Top of Given data

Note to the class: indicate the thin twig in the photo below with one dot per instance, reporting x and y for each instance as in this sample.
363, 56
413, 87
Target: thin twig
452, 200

Bottom of Given data

• _Description of the task_
Give back the records above, character for character.

• _Answer section_
Note to the class: indicate the thin twig in the photo below with one dot per instance, reporting x and y for each instance as in this sample.
363, 56
413, 87
Target: thin twig
452, 200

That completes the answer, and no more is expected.